== EXERCISE ==
Skip every line before the one containing "Guideline: for each instance of the chair armrest, imagine", then copy that line and the rest of the entries below exactly, through the last line.

——————

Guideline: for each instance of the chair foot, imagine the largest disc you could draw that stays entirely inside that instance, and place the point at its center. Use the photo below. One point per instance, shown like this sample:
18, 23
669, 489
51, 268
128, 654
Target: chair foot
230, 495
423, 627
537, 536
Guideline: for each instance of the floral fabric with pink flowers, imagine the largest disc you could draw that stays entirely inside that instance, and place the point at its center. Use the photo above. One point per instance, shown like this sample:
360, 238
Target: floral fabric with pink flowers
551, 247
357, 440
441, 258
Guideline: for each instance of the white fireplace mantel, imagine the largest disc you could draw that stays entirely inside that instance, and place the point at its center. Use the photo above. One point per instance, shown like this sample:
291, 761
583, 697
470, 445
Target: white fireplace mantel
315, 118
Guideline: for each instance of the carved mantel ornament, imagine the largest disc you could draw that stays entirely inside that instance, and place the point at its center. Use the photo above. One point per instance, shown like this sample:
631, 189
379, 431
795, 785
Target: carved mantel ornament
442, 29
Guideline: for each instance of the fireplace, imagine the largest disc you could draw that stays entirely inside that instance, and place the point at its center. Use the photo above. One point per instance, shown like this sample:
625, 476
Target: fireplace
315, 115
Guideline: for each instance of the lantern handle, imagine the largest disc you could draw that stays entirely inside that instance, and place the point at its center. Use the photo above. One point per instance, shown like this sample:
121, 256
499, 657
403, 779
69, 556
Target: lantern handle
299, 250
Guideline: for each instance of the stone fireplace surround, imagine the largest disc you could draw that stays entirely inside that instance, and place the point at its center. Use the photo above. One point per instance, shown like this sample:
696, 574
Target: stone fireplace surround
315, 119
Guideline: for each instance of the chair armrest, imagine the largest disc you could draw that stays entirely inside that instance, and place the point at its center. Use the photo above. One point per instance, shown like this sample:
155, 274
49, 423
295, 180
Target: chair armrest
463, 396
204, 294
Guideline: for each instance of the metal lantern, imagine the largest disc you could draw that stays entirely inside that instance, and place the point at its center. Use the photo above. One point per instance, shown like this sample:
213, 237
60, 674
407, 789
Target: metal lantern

——————

== TASK OUTPUT ==
Guideline: for each instance of the chair armrest, imagine the largest disc you could draw that stays entirely inside that instance, and place the point at its center. Use the photo above. One point per instance, shown like this sample:
155, 274
49, 423
295, 180
Target: chair armrest
463, 396
204, 294
Guideline: for each instance of the metal lantern, imagine the largest disc you could draw that stays entirely inside that instance, and place the point at its center. Use the photo above. One point per instance, shown like this sample:
213, 237
60, 674
407, 789
Target: metal lantern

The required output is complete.